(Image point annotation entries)
=====
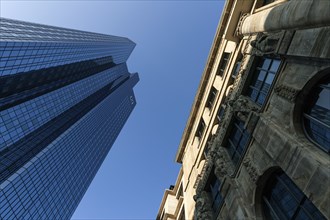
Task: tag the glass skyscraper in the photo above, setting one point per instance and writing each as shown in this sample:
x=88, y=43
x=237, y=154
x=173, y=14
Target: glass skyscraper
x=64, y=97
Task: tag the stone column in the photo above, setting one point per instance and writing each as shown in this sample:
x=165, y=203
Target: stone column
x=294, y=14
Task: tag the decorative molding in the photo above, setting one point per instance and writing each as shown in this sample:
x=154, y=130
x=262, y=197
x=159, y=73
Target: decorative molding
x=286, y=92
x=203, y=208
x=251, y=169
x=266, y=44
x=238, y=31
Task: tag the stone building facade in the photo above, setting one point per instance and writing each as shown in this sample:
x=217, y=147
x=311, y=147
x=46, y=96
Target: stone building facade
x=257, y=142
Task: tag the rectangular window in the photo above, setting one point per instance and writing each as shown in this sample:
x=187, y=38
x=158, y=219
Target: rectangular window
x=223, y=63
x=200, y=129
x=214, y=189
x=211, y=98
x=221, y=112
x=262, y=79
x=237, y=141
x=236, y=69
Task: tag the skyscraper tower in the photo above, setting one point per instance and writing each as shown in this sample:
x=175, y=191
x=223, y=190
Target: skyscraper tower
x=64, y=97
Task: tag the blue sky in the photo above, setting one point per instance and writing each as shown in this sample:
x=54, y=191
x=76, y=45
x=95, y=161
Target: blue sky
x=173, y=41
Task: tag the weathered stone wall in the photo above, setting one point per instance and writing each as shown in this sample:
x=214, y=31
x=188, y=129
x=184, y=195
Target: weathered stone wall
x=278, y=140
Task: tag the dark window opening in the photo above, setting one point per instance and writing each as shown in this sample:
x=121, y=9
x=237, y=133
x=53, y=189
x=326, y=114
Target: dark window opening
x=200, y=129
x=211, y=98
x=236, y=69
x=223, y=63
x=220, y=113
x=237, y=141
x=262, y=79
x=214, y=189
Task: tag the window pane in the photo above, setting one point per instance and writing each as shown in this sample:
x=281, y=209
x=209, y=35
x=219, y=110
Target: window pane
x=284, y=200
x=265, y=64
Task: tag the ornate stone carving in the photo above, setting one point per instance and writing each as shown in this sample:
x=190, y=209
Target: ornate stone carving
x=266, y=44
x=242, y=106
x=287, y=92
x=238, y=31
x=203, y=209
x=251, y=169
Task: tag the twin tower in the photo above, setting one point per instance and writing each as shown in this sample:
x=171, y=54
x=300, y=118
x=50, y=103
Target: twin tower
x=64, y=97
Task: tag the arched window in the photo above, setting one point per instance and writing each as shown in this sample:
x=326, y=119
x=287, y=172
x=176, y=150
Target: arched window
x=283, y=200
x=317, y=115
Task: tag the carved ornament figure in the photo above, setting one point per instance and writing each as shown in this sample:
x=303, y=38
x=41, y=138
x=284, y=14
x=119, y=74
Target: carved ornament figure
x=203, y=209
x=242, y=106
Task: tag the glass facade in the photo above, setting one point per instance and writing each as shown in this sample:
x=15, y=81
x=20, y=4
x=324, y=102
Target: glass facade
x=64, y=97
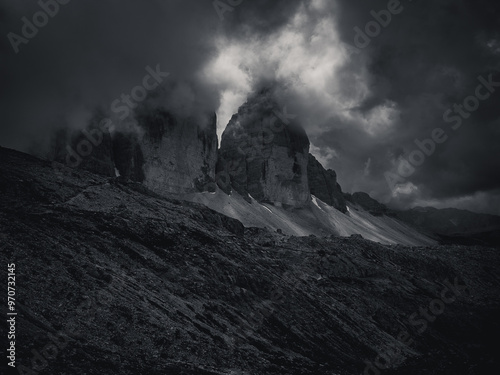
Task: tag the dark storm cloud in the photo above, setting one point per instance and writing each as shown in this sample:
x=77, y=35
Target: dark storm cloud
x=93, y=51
=====
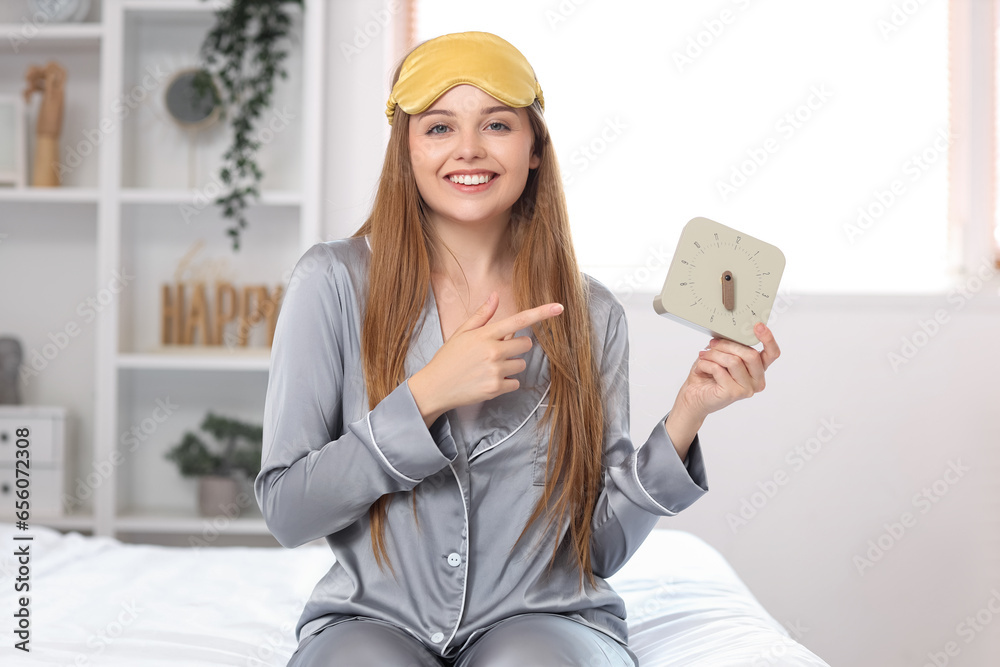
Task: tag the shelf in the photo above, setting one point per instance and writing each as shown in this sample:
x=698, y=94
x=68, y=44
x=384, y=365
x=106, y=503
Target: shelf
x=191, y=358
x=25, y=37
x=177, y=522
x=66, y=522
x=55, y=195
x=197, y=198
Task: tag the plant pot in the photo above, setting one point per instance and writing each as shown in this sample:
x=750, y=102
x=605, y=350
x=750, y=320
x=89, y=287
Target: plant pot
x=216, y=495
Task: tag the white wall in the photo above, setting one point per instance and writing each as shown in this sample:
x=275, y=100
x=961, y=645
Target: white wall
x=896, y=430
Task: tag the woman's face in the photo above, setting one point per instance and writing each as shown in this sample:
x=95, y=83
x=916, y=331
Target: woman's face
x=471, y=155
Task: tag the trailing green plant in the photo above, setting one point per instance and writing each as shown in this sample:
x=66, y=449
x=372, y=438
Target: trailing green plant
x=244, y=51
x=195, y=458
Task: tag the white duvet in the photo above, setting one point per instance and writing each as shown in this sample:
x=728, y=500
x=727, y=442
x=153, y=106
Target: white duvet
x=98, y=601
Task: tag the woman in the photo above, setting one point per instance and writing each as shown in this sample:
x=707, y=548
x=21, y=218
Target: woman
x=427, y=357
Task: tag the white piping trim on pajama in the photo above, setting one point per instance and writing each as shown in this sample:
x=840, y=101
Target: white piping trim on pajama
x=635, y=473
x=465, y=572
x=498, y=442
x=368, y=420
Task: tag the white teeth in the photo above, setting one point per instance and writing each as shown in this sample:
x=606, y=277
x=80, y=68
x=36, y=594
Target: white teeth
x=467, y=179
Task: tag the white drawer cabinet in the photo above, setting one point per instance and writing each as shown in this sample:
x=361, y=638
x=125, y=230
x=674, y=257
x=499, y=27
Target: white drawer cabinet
=====
Work to be completed: Copy out the stretch of records from the line containing "Task: tag the rectangular" through the line containing "x=278, y=140", including both of those lines, with no changes.

The answer:
Task: tag the rectangular window in the photo above, setting one point per instance and writing each as shown in this sample:
x=187, y=38
x=158, y=219
Target: rectangular window
x=223, y=63
x=200, y=129
x=214, y=189
x=211, y=98
x=221, y=112
x=262, y=79
x=237, y=141
x=236, y=69
Task: tag the skyscraper tower in the photo above, setting one point per instance and writing each as shown in this sample:
x=175, y=191
x=223, y=190
Target: skyscraper tower
x=64, y=97
Task: tag the blue sky in the photo above, setting one point per instance and writing each as shown in this sample:
x=54, y=191
x=76, y=45
x=95, y=161
Target: blue sky
x=173, y=41
Task: tag the weathered stone wall in the photo above, setting one point per instance and writing each as shown in this sample:
x=214, y=31
x=188, y=129
x=184, y=195
Target: weathered stone wall
x=278, y=140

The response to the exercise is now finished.